Перед потрясенными взглядами стоявших на стенах защитников Константинополя на равнине возник палаточный город. Как отмечает один из авторов, «его [Мехмеда] армия казалась бесчисленной, как песчинки, рассыпанные… по земле от берега до берега». Во время кампаний, проводившихся турками, во всем царил должный порядок, их цели оставались в тайне, и тишина выглядела все более зловещей. «Нет ни одного государя, — признавал византийский хронист Халкокондил, — чьи армии и лагеря находились бы в лучшем порядке и имели бы такое изобилие припасов и столь правильное построение, позволяющие им разбивать лагерь без всякой неразберихи и затруднений». Островерхие палатки располагались определенными группами, у каждого отряда — палатка командира в центре и свой особый штандарт, развевавшийся на шесте. В самом сердце лагеря с подобающими ритуалами установили богато расшитую алым и золотым палатку Мехмеда. Шатер правителя являлся зримым символом его величия — воплощением его власти и напоминанием о том, что султаны — потомки ханов, предводителей кочевников. У каждого султана имелся парадный шатер, изготавливавшийся при его вступлении на престол и служивший выражением его персональной монаршей власти. Шатер Мехмеда находился за пределами досягаемости арбалетного выстрела, имевшего большой радиус действия. Как обычно, его защищали палисад, ров и щиты, а также расположившиеся правильными концентрическими кругами, «словно светлые круги, окружающие луну», отряды из наиболее преданных ему войск: «лучшая пехота, лучники, вспомогательные войска и прочие из его личных частей, не имевшие себе равных во всей армии». Они должны были — от этого зависела безопасность империи — охранять жизнь султана как зеницу ока.

* ИСХОДНЫЕ ДАННЫЕ
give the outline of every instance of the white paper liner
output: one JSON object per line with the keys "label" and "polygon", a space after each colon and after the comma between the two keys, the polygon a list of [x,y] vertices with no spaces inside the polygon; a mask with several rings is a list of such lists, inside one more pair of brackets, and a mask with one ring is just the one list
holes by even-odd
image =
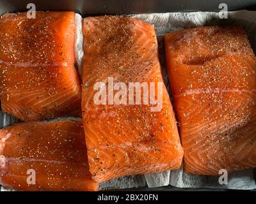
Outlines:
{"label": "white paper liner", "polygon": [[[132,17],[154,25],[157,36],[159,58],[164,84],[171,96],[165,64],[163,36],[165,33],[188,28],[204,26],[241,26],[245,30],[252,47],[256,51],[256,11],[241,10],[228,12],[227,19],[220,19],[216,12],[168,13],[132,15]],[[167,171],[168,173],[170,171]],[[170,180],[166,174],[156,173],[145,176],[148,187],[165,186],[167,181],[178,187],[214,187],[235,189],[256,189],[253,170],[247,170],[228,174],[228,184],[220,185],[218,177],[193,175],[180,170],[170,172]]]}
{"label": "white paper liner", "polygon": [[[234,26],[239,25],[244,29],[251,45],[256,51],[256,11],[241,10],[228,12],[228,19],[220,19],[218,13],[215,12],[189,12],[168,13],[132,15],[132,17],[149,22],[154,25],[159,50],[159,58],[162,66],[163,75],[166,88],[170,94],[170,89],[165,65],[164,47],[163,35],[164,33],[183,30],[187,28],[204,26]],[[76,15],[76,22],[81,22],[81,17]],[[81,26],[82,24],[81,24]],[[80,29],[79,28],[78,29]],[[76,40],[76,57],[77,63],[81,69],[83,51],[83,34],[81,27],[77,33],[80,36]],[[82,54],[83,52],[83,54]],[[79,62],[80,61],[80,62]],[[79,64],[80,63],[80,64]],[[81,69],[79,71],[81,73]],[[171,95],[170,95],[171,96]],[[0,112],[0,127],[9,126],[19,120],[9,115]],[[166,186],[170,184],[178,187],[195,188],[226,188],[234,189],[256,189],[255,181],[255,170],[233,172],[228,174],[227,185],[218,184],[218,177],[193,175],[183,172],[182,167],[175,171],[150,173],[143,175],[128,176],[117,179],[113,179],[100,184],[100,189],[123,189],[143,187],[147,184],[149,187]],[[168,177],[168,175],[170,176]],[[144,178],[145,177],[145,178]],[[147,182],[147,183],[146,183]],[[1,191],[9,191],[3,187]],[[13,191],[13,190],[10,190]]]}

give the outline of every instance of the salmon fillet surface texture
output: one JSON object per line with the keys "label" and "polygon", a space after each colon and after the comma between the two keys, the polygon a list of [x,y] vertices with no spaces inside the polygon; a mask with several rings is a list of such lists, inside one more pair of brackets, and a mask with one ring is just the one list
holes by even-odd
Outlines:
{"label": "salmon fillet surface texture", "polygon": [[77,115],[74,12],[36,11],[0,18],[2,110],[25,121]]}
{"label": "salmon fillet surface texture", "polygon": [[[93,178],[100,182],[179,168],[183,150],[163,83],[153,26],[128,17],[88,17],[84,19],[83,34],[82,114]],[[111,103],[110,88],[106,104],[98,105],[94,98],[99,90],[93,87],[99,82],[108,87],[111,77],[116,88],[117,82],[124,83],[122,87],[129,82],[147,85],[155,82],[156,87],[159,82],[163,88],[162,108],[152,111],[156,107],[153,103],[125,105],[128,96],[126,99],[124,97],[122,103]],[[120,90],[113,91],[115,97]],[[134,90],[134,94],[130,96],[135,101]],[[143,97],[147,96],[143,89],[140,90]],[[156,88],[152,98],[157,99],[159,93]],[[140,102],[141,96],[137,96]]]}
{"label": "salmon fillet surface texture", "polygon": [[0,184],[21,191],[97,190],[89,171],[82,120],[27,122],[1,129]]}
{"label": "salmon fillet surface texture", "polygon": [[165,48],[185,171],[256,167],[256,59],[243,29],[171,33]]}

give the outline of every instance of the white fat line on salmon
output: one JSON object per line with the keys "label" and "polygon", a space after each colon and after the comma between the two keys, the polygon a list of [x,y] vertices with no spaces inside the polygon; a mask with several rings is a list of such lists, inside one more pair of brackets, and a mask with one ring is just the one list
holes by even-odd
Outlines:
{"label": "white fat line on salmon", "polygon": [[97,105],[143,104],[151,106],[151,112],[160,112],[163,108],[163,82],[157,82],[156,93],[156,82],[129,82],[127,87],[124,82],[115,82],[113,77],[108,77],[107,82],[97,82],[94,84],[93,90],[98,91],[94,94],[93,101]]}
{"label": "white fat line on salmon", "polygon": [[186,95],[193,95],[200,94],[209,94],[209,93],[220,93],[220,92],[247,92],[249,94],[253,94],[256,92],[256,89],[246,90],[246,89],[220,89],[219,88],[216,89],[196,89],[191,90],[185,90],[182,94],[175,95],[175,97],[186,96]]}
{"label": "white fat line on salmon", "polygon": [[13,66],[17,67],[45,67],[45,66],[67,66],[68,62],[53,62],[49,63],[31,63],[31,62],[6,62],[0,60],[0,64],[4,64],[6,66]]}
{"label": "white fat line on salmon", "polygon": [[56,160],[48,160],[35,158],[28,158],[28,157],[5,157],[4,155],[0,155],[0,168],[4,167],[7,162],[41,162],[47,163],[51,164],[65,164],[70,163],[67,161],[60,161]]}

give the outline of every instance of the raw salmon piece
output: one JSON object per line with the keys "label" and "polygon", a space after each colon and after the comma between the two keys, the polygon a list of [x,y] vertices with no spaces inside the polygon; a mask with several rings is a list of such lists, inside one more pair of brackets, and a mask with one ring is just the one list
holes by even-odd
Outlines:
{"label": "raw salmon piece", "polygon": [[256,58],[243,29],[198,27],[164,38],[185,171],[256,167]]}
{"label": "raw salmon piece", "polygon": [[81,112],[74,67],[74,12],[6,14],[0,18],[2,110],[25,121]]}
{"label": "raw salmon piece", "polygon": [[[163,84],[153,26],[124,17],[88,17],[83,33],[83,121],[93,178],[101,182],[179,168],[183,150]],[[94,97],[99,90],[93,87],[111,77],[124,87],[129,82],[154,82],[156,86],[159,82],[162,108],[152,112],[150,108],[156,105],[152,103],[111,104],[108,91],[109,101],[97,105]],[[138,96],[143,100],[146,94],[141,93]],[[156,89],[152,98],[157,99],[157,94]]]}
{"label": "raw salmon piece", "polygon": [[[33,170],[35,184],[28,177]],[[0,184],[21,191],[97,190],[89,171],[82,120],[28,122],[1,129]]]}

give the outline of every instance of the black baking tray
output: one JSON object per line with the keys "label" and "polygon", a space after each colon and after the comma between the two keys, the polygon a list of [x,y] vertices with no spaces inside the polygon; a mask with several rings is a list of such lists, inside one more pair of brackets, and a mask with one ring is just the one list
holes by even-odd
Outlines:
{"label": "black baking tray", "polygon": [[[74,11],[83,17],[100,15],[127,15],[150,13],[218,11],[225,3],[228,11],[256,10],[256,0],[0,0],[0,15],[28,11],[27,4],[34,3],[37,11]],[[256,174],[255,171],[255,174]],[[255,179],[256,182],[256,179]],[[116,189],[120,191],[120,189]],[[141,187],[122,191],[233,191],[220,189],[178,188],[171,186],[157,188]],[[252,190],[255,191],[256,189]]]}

* ПИСЬМЕННОЕ ЗАДАНИЕ
Какими цветами была расшита палатка Мехмеда, согласно отрывку о лагере под Константинополем? Материал здесь никакой роли не играет.

* ОТВЕТ
Алым и золотым.